INSTRUCTIONS FOR THE TASK:
Write the material out again in full, exactly.

[START OF PROVIDED RECORDS]

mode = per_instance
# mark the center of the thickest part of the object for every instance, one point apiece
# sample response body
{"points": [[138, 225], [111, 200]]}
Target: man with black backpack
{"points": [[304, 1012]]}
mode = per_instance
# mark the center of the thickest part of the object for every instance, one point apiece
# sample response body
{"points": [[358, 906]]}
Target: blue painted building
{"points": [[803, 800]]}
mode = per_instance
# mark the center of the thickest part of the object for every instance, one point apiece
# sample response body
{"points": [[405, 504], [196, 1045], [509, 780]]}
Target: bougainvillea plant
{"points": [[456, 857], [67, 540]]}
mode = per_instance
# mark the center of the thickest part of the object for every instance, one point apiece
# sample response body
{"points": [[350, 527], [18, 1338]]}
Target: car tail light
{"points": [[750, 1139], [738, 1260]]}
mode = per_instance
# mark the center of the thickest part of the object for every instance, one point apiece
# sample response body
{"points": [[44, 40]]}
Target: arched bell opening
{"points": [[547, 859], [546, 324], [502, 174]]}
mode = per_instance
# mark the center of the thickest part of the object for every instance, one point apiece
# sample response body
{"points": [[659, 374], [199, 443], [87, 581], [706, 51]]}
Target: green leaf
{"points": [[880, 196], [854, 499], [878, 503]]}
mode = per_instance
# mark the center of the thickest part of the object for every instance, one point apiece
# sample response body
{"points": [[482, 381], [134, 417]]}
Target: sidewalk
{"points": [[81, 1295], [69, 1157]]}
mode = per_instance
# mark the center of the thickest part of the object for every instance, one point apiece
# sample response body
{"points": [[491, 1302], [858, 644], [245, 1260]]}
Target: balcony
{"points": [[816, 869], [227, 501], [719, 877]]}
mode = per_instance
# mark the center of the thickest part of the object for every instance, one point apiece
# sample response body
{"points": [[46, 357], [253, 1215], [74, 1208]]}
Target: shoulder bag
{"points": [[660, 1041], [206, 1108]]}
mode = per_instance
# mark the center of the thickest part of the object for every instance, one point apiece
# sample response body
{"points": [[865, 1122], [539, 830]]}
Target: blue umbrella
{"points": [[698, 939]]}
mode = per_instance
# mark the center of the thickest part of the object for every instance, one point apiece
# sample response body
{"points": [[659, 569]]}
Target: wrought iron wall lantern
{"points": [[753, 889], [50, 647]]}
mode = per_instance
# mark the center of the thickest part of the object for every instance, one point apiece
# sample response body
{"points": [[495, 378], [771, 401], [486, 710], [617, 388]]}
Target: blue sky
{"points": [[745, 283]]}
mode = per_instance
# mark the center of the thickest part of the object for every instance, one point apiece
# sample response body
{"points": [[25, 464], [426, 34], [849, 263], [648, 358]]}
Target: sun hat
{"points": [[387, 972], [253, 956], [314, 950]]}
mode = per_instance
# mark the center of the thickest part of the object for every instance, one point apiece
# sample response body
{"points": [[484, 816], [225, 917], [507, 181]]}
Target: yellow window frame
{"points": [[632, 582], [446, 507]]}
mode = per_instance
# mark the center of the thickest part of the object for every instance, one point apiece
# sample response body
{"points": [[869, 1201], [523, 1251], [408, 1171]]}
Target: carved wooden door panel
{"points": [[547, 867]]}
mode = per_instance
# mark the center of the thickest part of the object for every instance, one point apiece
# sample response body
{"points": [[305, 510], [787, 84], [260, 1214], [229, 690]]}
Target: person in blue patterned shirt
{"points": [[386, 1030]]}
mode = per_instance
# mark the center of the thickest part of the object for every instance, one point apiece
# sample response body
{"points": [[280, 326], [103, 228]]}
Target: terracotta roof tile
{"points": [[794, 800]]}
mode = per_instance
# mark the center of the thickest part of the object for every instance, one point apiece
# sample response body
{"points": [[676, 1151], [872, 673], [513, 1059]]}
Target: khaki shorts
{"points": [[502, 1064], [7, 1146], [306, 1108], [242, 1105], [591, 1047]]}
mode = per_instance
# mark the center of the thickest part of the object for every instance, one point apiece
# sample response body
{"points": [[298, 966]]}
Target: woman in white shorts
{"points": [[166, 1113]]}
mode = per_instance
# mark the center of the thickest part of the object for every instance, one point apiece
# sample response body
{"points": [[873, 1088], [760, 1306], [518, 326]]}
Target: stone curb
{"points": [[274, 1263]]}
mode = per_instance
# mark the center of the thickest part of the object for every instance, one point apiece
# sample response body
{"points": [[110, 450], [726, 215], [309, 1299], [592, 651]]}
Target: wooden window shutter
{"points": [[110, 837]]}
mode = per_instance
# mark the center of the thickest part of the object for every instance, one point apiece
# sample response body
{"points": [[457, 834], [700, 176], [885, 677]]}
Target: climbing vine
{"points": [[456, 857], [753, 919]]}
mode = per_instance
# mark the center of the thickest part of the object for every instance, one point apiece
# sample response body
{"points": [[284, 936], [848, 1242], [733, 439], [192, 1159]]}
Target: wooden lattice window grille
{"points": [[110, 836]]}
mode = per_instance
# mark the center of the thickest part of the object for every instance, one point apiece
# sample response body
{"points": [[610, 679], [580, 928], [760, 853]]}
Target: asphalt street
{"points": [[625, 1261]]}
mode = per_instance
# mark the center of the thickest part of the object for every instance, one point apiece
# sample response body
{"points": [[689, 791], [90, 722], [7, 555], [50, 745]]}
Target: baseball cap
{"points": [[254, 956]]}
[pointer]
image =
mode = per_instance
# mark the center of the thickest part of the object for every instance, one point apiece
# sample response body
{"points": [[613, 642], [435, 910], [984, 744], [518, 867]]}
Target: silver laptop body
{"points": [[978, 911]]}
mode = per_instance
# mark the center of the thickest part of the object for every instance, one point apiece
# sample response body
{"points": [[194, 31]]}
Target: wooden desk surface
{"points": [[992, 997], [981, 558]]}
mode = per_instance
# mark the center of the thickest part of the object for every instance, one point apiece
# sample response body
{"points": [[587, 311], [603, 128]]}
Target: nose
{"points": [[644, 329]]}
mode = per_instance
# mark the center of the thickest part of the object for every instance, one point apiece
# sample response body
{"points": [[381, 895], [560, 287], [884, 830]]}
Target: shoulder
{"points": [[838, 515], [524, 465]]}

[END OF PROVIDED RECORDS]

EXPECTED OUTPUT:
mode = per_instance
# mark the center of the thickest part of the object for every instance, one point apiece
# sample response body
{"points": [[138, 225], [111, 200]]}
Target: man with black backpack
{"points": [[304, 1012]]}
mode = per_instance
# mark the center of the thickest part of the object for every instance, one point apiece
# sample response body
{"points": [[358, 906]]}
Target: blue painted building
{"points": [[803, 800]]}
mode = per_instance
# mark the center of the thickest part of the object for every instance, one point apiece
# sample response body
{"points": [[405, 504], [196, 1045], [509, 780]]}
Target: bougainvillea plant
{"points": [[456, 857], [67, 540]]}
mode = per_instance
# mark the center of the thickest part of the object for every instance, one point apiece
# sample response body
{"points": [[350, 527], [18, 1338]]}
Target: car tail light
{"points": [[750, 1139], [738, 1260]]}
mode = per_instance
# mark the center of the thickest part of the object for every instance, one point apiece
# sample response body
{"points": [[44, 40]]}
Target: arched bell opening
{"points": [[547, 859], [546, 324], [502, 174]]}
mode = per_instance
# mark the center of the thickest part of the object for every instance, one point apiece
# sample response body
{"points": [[659, 374], [199, 443], [87, 581], [706, 51]]}
Target: green leaf
{"points": [[880, 196], [854, 499], [878, 503]]}
mode = per_instance
# mark the center of the thickest part of the object for every instance, one point apiece
# sample response body
{"points": [[482, 381], [134, 417]]}
Target: sidewalk
{"points": [[81, 1295], [69, 1157]]}
mode = per_instance
# mark the center of the thickest part of the object for every instance, one point apiece
# sample response body
{"points": [[491, 1302], [858, 644], [245, 1260]]}
Target: balcony
{"points": [[816, 869], [227, 501], [719, 877]]}
mode = per_instance
# mark the center of the thickest part of the object for every instance, one point apiece
# sample response body
{"points": [[46, 357], [253, 1215], [74, 1208]]}
Target: shoulder bag
{"points": [[660, 1041], [206, 1108]]}
mode = per_instance
# mark the center of the thickest part of the object for every instance, one point apiece
# sample response body
{"points": [[865, 1122], [539, 830]]}
Target: blue umbrella
{"points": [[698, 939]]}
mode = per_instance
# mark the center of the thickest part of the object for every instance, one point apiece
# sample response body
{"points": [[659, 569]]}
Target: wrought iron wall lantern
{"points": [[753, 889], [50, 647]]}
mode = per_instance
# mark the center of the thickest part of the object for every instance, one point apiece
# sample response body
{"points": [[495, 378], [771, 401], [486, 710], [617, 388]]}
Target: blue sky
{"points": [[745, 283]]}
mode = per_instance
# mark the center of the thickest part of the object for every instance, one point apiece
# sample response body
{"points": [[25, 464], [426, 34], [849, 263], [648, 358]]}
Target: sun hat
{"points": [[387, 972], [253, 956], [314, 950]]}
mode = per_instance
# mark the center of the thickest part of the object for every instance, one point apiece
# sample response body
{"points": [[484, 816], [225, 917], [507, 181]]}
Target: yellow window frame
{"points": [[632, 582], [446, 507]]}
mode = per_instance
# mark the center of the thickest part of the object for every instance, one point apiece
# sample response body
{"points": [[869, 1201], [523, 1251], [408, 1171]]}
Target: carved wooden door panel
{"points": [[547, 867]]}
mode = per_instance
# mark the center of the thickest part of the object for every instance, one point apiece
# sample response body
{"points": [[305, 510], [787, 84], [260, 1214], [229, 690]]}
Target: person in blue patterned shirt
{"points": [[386, 1030]]}
mode = per_instance
# mark the center of the thickest part of the object for every instance, one point apiece
# sample response body
{"points": [[280, 326], [103, 228]]}
Target: terracotta roof tile
{"points": [[794, 800]]}
mode = per_instance
# mark the center of the thickest part of the object for every instance, one point apiece
# sample response body
{"points": [[676, 1151], [872, 673], [513, 1059]]}
Target: khaki shorts
{"points": [[502, 1064], [7, 1146], [306, 1108], [242, 1105], [591, 1047]]}
mode = per_instance
# mark the center of the thickest part of the object for every instance, one point apiece
# sample response body
{"points": [[298, 966]]}
Target: woman in white shorts
{"points": [[166, 1113]]}
mode = per_instance
# mark the center of the thickest part of the object for every instance, one point apiece
# sample response body
{"points": [[873, 1088], [760, 1306], [518, 326]]}
Target: stone curb
{"points": [[274, 1263]]}
mode = per_instance
# mark the center of the thickest part of the object for every instance, one point apiece
# sample response body
{"points": [[110, 450], [726, 215], [309, 1299], [592, 651]]}
Target: wooden window shutter
{"points": [[110, 837]]}
mode = per_instance
# mark the center of the thickest part of the object for every instance, one point apiece
# sample response body
{"points": [[457, 834], [700, 176], [885, 677]]}
Target: climbing vine
{"points": [[456, 857], [753, 919]]}
mode = per_instance
# mark the center of the thickest part of the object for every instance, one point apiece
# sample response body
{"points": [[284, 936], [848, 1242], [733, 439], [192, 1159]]}
Target: wooden lattice window grille
{"points": [[110, 836]]}
mode = per_instance
# mark the center of the thickest part of the object for every instance, one point apiece
# sample response body
{"points": [[610, 679], [580, 928], [760, 853]]}
Target: asphalt street
{"points": [[625, 1261]]}
mode = per_instance
# mark the center of the thickest part of the object for every instance, one point apiece
# sample response body
{"points": [[689, 791], [90, 722], [7, 555], [50, 745]]}
Target: baseball cap
{"points": [[254, 956]]}
[pointer]
image =
mode = per_instance
# mark the center of the thickest part of the object for every instance, one point apiece
# sample response body
{"points": [[613, 642], [435, 910], [984, 744], [518, 867]]}
Target: silver laptop body
{"points": [[978, 911]]}
mode = per_instance
# mark the center of the thickest part of the object for every instance, one point apiece
# sample response body
{"points": [[194, 31]]}
Target: wooden desk surface
{"points": [[992, 997], [981, 558]]}
mode = per_instance
# mark the center of the thickest part of the object for every instance, one point apiece
# sample response body
{"points": [[587, 311], [603, 128]]}
Target: nose
{"points": [[644, 329]]}
mode = per_instance
# mark the center of the thickest part of the object for every instance, one point apiece
# sample response body
{"points": [[381, 895], [560, 287], [884, 830]]}
Target: shoulder
{"points": [[838, 515], [524, 465]]}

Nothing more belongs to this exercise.